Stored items
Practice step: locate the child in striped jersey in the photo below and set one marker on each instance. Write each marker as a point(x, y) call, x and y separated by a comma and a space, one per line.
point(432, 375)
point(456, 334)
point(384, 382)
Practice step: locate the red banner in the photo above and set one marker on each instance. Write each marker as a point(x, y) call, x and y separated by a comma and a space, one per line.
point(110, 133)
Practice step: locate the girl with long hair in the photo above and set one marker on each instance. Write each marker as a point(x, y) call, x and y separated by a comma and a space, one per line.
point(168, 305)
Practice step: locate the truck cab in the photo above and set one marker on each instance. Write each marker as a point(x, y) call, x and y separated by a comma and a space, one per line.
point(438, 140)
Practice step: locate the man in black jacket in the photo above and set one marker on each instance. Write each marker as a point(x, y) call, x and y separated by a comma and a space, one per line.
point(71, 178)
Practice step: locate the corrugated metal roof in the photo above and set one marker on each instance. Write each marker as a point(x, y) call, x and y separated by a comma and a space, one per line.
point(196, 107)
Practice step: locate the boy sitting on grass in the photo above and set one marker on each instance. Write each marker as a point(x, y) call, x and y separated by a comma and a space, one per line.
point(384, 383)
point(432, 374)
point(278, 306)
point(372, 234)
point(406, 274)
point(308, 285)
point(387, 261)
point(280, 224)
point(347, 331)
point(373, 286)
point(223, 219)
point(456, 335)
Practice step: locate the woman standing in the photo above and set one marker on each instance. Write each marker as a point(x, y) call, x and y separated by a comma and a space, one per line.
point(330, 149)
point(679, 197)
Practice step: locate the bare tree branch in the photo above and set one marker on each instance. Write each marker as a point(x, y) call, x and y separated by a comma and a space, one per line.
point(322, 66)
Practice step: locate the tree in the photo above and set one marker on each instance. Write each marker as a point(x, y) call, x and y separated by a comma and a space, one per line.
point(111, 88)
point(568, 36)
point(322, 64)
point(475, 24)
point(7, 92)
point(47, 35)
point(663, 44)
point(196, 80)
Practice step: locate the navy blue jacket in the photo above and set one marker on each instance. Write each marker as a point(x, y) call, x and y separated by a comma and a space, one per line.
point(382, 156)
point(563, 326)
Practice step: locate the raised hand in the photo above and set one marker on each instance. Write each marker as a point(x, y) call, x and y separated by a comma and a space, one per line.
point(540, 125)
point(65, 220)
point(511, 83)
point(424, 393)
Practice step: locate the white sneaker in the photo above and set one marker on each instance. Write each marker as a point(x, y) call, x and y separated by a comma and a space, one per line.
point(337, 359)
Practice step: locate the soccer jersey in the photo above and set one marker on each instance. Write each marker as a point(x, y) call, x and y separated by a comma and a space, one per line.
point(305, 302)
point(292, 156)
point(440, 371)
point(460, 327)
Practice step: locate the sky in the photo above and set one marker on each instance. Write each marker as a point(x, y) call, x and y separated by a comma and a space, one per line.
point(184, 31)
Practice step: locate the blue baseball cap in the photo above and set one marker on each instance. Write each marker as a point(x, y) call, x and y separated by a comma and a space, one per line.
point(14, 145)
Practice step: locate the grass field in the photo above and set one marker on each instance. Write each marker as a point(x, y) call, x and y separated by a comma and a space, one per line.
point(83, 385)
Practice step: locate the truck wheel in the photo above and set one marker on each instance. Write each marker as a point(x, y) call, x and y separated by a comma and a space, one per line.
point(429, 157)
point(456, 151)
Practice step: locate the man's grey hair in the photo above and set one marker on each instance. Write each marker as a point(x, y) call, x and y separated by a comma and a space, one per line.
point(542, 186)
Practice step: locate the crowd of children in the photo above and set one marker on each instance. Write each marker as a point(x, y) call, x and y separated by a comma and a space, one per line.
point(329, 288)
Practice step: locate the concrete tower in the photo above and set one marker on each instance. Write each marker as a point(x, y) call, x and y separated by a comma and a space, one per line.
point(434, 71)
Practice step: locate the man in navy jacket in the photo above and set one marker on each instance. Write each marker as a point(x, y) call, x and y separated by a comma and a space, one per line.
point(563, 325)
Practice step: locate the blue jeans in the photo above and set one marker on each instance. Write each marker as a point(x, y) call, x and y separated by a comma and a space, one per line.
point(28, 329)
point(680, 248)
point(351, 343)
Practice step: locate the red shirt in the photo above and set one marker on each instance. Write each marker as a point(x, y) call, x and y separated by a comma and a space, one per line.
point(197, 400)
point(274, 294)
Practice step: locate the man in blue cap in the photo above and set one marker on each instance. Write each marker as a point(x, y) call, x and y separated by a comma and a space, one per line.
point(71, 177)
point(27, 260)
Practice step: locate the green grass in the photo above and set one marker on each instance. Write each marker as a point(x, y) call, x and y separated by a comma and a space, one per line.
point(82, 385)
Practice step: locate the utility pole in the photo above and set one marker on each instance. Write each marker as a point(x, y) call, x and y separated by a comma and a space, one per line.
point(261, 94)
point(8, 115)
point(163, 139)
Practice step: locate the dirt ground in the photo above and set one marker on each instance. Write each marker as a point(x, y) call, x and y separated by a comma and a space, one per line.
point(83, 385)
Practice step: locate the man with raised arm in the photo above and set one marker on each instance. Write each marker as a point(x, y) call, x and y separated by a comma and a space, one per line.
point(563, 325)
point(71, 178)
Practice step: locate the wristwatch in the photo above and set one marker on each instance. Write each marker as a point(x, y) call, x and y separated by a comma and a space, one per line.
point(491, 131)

THE REQUEST: Reproduce every item above verbatim, line for line.

COMPLETE OUTPUT:
Practice step: locate the child in striped jersey in the photo below and set one marker on each instance. Write each marker as a point(x, y) call, x and y separated by a comma and a space, one per line.
point(432, 375)
point(456, 334)
point(384, 382)
Practice step: locate the red banner in the photo above and set one marker on each instance. Write each marker as a point(x, y) call, x and y separated by a comma and a space, one per line.
point(110, 133)
Practice step: locate the girl with long hair in the photo above and set one marker on each instance. Write each marker as a point(x, y) call, x and y separated by a comma and a space, one per line.
point(168, 305)
Practice step: locate the truck cab in the photo above and set one marker on each instance. Write each marker as a point(x, y) call, x and y separated by a comma and a space, one per line.
point(438, 140)
Practice step: locate the man in black jacket in the photo above and set one marker on each instance. Write each marker as a point(x, y) call, x and y separated by a comma and a space, one per line.
point(71, 178)
Practice step: locate the corrugated metal roof in the photo above and set one marker on each instance. Write each marker as a point(x, y) call, x and y separated by a comma and a space, one per line.
point(196, 107)
Practice step: locate the boy sitting on grass in the photo above and set one marker on each instance. Write each marker as a point(x, y) call, x and y separated by a comma and a space, one per line.
point(384, 383)
point(432, 374)
point(278, 306)
point(372, 234)
point(406, 274)
point(308, 285)
point(387, 261)
point(280, 224)
point(347, 331)
point(373, 286)
point(223, 219)
point(456, 335)
Practice step: locate the woman standing in the photo above and set one marker on each instance. Write each marker as a point(x, y) call, x and y separated by a comma and a space, one per line.
point(330, 149)
point(679, 197)
Practice step: locate the bare tree branch in the photo above and set one marker on each instance. Write each marker as a point(x, y) call, x and y separated by a comma and a space, one per line.
point(322, 66)
Practice step: locate the tree in the photo above and set one marker on each instance. Write each marker as a point(x, y) call, x and y separated by a comma and a space, one per line.
point(111, 88)
point(568, 36)
point(322, 64)
point(475, 24)
point(7, 92)
point(47, 35)
point(663, 44)
point(196, 80)
Practice step: locate the navy blue jacket in the photo above and set one marker on each instance. Write each marker as a point(x, y) call, x and y separated by a comma and a space, one per line.
point(382, 156)
point(563, 326)
Practice step: locate the raised hand in the photo above and set one marker on each instance. Write each marker as a point(x, y) call, x and y separated by a comma and a space, one per line.
point(540, 125)
point(65, 220)
point(511, 83)
point(424, 393)
Practice step: locate the white sneaker in the photo above and set one marker on each instance. Write each marker as a point(x, y) call, x and y separated by a comma and a space, one per line.
point(337, 359)
Practice step: locate the soccer jersey in the photo above and set one marker on each instance. Write each marker as a point(x, y) call, x and y separated by a comma and a space, one per line.
point(305, 302)
point(292, 156)
point(440, 371)
point(460, 327)
Practice step: locate the sky in the photo above and set one marker on each instance. Write each marker as a point(x, y) call, x and y separated by a comma and a space, one per line.
point(184, 31)
Practice step: locate the blue baseball cap in the photo above and set one marker on each instance. Write each marker as a point(x, y) call, x and y separated by a comma and a space, one per line.
point(14, 145)
Practice step: locate the grass field in the photo above and set one marker on each instance. Write each marker as a point(x, y) call, x and y separated by a comma and a space, one per line.
point(83, 385)
Practice step: locate the truck wheel in the photo above and set one marker on each instance. Write each marker as a point(x, y) call, x and y separated by a comma and a space, one per line.
point(429, 157)
point(456, 151)
Practice step: locate the man's grey hair in the photo above and set one marker on each instance. Write each marker as a point(x, y) call, x and y separated by a comma and a space, one per line.
point(542, 186)
Practice step: locate the crowd of children in the photo above and set one marker on each instance. Write each marker as a point(x, y) call, x and y separated by a comma and a space, one per line.
point(329, 288)
Practice step: locate the concrete tower in the photo above and set one marker on each instance. Write each marker as a point(x, y) call, x and y separated by a comma and a space, one per line.
point(434, 71)
Practice step: locate the man in navy jacket in the photo above and set one marker on each instance. Write each marker as a point(x, y) call, x and y separated by a comma and a space, one per line.
point(563, 325)
Practice step: locate the blue jeans in the photo above and set one marker on each instance. Write each marker as a point(x, y) call, x and y separated by a comma and a space, one per line.
point(28, 329)
point(680, 248)
point(351, 343)
Practice step: locate the red shirt in the photo above and set one marker on each instance. Write each marker as a point(x, y) call, x and y separated by a comma and a space, one per line.
point(197, 400)
point(274, 294)
Practice step: locate the man in blue cap in the photo above and set one marker on each instance. Write each marker as a point(x, y) call, x and y separated by a comma and a space, one per line.
point(71, 177)
point(27, 260)
Practice step: locate the green grass in the photo above and set one marker on each instance. Write each marker as a point(x, y) call, x and y separated by a comma and a space, one per line.
point(82, 385)
Practice step: locate the utility pole in the photo above and set one marker on each instance. Write each marker as a point(x, y) call, x and y separated by a comma and a space, one per line.
point(261, 94)
point(8, 115)
point(163, 139)
Practice step: locate the dirt ground in the photo above and set one marker on each instance. Write each marker as a point(x, y) call, x and y separated by a comma and a space, one per line.
point(83, 385)
Practice step: locate the man with raised arm in the photo above and set one marker on each instance. Write each marker as a point(x, y) call, x and y separated by a comma and a space, one per line.
point(563, 325)
point(71, 178)
Practice step: locate the wristwatch in the photo above and set one marker on each instance. Write each marker as a point(x, y) call, x and y separated by a comma and a space, one per line.
point(491, 131)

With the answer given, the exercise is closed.